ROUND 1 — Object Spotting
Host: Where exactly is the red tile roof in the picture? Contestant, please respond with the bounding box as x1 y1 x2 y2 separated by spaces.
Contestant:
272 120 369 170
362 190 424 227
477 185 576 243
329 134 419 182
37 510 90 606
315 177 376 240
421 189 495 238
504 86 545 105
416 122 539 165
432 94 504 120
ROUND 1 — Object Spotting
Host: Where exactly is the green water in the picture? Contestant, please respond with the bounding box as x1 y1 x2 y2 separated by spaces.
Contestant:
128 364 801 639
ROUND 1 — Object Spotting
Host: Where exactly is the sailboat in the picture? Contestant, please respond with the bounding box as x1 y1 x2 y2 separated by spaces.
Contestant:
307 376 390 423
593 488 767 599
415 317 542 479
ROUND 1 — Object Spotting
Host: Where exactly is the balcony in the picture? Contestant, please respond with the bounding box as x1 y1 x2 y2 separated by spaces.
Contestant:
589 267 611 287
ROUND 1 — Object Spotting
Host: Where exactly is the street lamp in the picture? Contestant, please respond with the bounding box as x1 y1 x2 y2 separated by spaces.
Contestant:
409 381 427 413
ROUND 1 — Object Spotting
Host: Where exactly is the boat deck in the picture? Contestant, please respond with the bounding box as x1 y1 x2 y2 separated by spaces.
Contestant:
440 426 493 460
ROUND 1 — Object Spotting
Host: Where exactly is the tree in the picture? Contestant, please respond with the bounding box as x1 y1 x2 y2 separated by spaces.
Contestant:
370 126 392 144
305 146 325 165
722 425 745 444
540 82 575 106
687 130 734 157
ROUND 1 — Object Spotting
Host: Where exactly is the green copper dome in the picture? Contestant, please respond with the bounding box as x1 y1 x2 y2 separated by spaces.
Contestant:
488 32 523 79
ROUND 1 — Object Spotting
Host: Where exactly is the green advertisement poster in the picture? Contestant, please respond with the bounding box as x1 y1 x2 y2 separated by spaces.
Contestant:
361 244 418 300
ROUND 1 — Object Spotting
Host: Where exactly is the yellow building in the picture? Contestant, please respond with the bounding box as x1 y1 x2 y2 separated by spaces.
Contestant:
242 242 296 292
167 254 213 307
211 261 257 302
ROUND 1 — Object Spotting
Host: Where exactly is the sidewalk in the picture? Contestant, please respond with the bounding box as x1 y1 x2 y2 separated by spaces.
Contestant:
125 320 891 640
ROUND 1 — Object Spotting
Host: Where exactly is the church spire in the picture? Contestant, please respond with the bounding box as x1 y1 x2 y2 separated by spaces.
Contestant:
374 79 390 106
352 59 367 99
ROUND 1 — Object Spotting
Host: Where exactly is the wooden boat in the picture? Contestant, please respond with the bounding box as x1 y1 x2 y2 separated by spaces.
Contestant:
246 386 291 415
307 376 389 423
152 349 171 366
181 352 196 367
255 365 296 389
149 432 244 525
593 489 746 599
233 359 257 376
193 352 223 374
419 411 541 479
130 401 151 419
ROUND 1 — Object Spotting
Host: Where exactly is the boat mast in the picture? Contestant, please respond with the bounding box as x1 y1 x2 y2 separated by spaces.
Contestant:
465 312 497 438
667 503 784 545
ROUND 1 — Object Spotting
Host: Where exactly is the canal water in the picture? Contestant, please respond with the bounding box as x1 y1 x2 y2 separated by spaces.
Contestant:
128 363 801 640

######

WORK INSTRUCTIONS: Copy each line above that contains the string "water".

EXERCISE SOLUTION:
Host: Where exactly is the green water in the picture? Contestant, please respond with the bounding box as x1 y1 x2 y2 separated by spaces.
Host: Where exactly is the canal water in the picture? Contestant, please respond with the bounding box as x1 y1 x2 y2 separated by spaces.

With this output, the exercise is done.